Time is Relative.

Jorge Luis Borges wrote, “Time is the substance from which I am made. Time is a river which carries me along, but I am the river; it is a tiger that devours me, but I am the tiger; it is a fire that consumes me, but I am the fire.” And it’s still as close a definition as we have. This is a great podcast from Radiolab, where, as they describe it, “we try our hand at unlocking the mysteries of time. We stretch and bend it, wrestle with its subjective nature, and wrap our minds around strategies to standardize it…stopping along the way at a 19th-century railroad station in Ohio, a track meet, and a Beethoven concert.”

Why do we like an original painting better than a forgery?

Paul Bloom argues that our beliefs about the history of an object profoundly changes how we experience it. Bloom argues that we value an expensive bottle of wine from a friend of ours more than an identical one from our employer, which was given to 99 others. The reason is not due to the wine’s taste, instead it’s due to our association with the origins and the uniqueness of the gift itself.

Modern life is plagued by what’s been called “time famine”—the sense that we have way too much to do and way too little time to do it. Scientists were wondering if there might be a way to shift this common misperception of time—and counter these damaging consequences. The fact is, most of us do have enough time, but it’s maddeningly difficult to keep perspective on this. These scientists suspected that stopping time—somehow keeping people in the moment—might alter overall perceptions of time scarcity. And how do we go about stopping or expanding time? With jaw-dropping, awe-inspiring experiences.

(Scientists found)…those who felt they had more available time were less impatient; they were more willing to volunteer their time to help others; and they were less materialistic, preferring new experiences like a Broadway show over new goods, like a watch. Overall, the awe-inspired volunteers were much more satisfied with their lives.

“Everyone experiences time differently. This is true at the level of both physics and biology. Within physics, we used to have Sir Isaac Newton’s view of time, which was universal and shared by everyone. But then Einstein came along and explained that how much time elapses for a person depends on how they travel through space (especially near the speed of light) as well as the gravitational field (especially if its near a black hole). From a biological or psychological perspective, the time measured by atomic clocks isn’t as important as the time measured by our internal rhythms and the accumulation of memories. That happens differently depending on who we are and what we are experiencing; there’s a real sense in which time moves more quickly when we’re older.”

* _Provided records_

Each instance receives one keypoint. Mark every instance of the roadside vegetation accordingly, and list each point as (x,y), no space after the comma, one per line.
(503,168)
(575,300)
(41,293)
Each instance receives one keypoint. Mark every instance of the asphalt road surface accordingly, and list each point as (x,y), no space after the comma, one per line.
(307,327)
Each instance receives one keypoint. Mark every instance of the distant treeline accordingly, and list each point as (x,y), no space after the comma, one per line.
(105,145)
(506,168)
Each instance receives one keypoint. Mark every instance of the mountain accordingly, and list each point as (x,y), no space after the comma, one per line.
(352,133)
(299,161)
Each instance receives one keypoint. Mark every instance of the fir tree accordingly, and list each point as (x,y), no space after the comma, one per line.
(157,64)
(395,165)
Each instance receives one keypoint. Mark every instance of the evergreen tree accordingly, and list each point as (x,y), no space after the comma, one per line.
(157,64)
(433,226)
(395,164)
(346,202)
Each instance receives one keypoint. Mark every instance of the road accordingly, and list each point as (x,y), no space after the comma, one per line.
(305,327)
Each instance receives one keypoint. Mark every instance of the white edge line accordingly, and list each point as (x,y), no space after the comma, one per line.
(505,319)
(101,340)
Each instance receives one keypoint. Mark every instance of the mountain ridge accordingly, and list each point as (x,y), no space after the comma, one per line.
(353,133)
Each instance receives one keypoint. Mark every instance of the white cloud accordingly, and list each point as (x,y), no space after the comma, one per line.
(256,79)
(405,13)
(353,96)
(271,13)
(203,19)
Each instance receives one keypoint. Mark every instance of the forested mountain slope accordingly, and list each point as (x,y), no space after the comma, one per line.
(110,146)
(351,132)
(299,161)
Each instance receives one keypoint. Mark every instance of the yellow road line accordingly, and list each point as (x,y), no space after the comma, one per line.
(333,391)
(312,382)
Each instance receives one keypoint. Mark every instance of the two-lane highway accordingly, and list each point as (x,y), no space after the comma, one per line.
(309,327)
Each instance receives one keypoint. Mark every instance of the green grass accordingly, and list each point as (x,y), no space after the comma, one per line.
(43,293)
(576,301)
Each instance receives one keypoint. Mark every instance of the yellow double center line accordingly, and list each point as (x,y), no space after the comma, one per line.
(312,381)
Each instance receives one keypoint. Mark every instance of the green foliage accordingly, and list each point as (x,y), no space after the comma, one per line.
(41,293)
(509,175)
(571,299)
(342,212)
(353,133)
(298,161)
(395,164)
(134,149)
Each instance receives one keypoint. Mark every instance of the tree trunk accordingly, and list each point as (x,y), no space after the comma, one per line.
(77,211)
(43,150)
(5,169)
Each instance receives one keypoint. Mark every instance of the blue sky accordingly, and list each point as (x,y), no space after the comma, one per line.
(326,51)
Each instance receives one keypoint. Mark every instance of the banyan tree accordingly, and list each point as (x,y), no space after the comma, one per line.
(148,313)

* _Problems to work on_
(A) In the passage on time, copy the words starting at "Modern life is" and ending at "jaw-dropping, awe-inspiring experiences.".
(B) According to the passage on time, what did the volunteers who felt they had more available time prefer over new goods like a watch?

* _Your written answers_
(A)
Modern life is plagued by what’s been called “time famine”—the sense that we have way too much to do and way too little time to do it. Scientists were wondering if there might be a way to shift this common misperception of time—and counter these damaging consequences. The fact is, most of us do have enough time, but it’s maddeningly difficult to keep perspective on this. These scientists suspected that stopping time—somehow keeping people in the moment—might alter overall perceptions of time scarcity. And how do we go about stopping or expanding time? With jaw-dropping, awe-inspiring experiences.

(B) New experiences, like a Broadway show.